提示文:
映画『ハドソン川の奇跡』考察ネタバレ感想/ラスト結末は?実話?容疑者は機長?
実話ベースの映画化。2009年1月15日。ニューヨーク上空で制御を失った飛行機の機長サリーは機体を川に着水。乗員乗客155人全員生還の「ハドソン川の奇跡」で英雄視されます。しかしサリーの判断は疑われ公聴会が開かれ…(ネタバレ感想あらすじ↓)
映画名/邦題 | ハドソン川の奇跡 |
---|---|
日本公開日 | 2016/9/24 [予告] 上映時間:96分 |
製作国 | アメリカ |
原題/英題 | Sully |
監督・キャスト | クリント・イーストウッド |
キャスト 出演者 | トム・ハンクス、アーロン・エッカート、ローラ・リニー、クリス・バウアー、マイク・オマリー |
映倫区分 | 日本:G(年齢制限なし) USA:PG-13 |
配給/製作 (画像出典) | Warner Bros. Pictures/ヴィレッジ・ロードショー・ピクチャーズ、ラットパック=デューン・エンターテインメント、BBCフィルムズ、フィルムネイション・エンターテインメント、マルパソ・プロダクションズ、ザ・ケネディ/マーシャル・カンパニー、フラッシュライト・フィルムズ |
日本興行収入 | 13.5億円 興行収入ランキング |
世界興行収入 | 2.4億USドル [出典] |
製作費 | 0.6億USドル |
平均評価 平均:100換算 *批評家と一般は単純平均 | (興収・評価: 2024.8.25更新) 78(私の評価は含まず) |
シリーズ 関連作品 | 実話/歴史/時代/西部/戦争映画一覧 |
ネタバレ感想『ハドソン川の奇跡』解説と評価
以下ネタバレあり感想考察なのでご注意を!

目標 A:
『ハドソン川の奇跡』の記事から、"映画『ハドソン川の奇跡』考察ネタバレ感想/ラスト結末は?実話?容疑者は機長?"から"聴会が開かれ…(ネタバレ感想あらすじ↓)"までを、"聴会が開かれ…(ネタバレ感想あらすじ↓)"も含めて書き写してください。
目標 B:
『ハドソン川の奇跡』の記事を、末尾の一文の後から書き継いでください。

一覧:
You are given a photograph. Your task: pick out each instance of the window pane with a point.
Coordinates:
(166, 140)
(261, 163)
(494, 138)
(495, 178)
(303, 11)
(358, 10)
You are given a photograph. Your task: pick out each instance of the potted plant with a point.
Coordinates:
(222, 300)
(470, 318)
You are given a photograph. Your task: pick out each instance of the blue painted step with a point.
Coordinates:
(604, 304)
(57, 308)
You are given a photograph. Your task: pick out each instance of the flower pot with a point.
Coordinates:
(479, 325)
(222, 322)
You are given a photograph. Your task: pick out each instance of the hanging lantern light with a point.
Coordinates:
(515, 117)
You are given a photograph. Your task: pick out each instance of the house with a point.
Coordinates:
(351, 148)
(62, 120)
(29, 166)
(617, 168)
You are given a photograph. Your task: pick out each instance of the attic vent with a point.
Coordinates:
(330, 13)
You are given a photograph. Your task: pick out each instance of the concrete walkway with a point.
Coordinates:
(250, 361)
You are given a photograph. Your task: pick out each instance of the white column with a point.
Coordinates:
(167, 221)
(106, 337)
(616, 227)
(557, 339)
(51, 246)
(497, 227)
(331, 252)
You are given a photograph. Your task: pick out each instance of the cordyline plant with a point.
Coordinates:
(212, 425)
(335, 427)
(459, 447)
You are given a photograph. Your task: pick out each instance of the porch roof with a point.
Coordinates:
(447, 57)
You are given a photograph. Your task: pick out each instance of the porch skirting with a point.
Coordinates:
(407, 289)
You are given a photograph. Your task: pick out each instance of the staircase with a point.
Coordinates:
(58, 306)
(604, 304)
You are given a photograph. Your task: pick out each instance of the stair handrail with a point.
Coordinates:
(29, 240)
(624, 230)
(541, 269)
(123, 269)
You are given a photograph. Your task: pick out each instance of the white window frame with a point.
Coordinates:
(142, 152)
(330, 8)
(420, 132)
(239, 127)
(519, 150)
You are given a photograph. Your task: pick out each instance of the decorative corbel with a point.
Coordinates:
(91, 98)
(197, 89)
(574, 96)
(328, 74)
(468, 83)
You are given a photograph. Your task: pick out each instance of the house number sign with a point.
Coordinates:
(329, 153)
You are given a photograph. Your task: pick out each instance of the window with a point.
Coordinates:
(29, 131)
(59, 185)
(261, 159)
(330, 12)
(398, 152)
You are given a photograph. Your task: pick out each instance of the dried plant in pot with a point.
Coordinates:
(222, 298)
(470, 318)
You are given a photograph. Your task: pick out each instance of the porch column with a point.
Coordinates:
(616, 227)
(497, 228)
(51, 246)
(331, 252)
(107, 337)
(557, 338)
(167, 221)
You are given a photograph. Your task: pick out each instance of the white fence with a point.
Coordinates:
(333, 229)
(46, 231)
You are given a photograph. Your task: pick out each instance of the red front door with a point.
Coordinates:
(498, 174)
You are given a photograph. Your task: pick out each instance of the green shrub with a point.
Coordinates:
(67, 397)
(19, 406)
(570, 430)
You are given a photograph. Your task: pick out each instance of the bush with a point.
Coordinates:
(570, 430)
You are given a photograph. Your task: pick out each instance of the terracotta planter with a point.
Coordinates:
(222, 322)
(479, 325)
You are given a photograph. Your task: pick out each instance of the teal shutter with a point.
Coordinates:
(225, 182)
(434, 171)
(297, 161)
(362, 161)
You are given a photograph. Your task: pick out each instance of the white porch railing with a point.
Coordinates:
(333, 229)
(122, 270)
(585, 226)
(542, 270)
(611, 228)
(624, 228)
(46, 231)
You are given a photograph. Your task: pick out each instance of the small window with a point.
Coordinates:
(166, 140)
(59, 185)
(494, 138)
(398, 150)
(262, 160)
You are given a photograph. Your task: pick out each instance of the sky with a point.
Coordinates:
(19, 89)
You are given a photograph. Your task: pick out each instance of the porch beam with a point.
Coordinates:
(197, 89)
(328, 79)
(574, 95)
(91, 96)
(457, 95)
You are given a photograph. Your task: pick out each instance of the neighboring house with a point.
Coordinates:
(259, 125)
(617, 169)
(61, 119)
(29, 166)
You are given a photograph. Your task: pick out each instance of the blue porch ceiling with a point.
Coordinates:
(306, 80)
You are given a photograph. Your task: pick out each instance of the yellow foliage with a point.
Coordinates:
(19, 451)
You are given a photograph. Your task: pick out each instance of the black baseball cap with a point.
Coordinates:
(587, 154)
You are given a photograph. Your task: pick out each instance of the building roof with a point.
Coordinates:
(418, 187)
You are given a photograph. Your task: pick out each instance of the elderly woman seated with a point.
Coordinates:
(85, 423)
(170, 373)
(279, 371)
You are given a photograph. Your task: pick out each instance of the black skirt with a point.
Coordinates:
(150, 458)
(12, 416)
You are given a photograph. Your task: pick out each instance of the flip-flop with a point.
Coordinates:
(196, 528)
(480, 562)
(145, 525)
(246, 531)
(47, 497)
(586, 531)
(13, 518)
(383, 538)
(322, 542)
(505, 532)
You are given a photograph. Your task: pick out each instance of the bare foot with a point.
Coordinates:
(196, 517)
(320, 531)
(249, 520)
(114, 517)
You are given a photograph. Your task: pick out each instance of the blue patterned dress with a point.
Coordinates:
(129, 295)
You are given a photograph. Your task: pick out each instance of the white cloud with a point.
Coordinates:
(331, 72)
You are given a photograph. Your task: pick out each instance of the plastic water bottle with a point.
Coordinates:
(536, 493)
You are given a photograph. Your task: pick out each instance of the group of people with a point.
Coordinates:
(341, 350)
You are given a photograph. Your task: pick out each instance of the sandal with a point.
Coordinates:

解答 A:
映画『ハドソン川の奇跡』考察ネタバレ感想/ラスト結末は?実話?容疑者は機長?
実話ベースの映画化。2009年1月15日。ニューヨーク上空で制御を失った飛行機の機長サリーは機体を川に着水。乗員乗客155人全員生還の「ハドソン川の奇跡」で英雄視されます。しかしサリーの判断は疑われ公聴会が開かれ…(ネタバレ感想あらすじ↓)

解答 B:
『ハドソン川の奇跡』は実話「USエアウェイズ1549便不時着水事故」を元にした映画です。ハドソン川に着水し乗員乗客を救ったサリー機長は一躍英雄となるが、調査をすすめるうちに危険な着水よりも近くの空港へ降りた方が良かったのではと疑いがもたれ公聴会が開かれる様子が描かれます。
実話映画『ハドソン川の奇跡』ネタバレ感想と解説
2009年1月に発生した航空機事故の実話がベースですが、日本人にはそれほどなじみがなくネタバレや結果を知らなかったため、結末を自分なりに予想しながら観ることができてサスペンス要素も楽しめました。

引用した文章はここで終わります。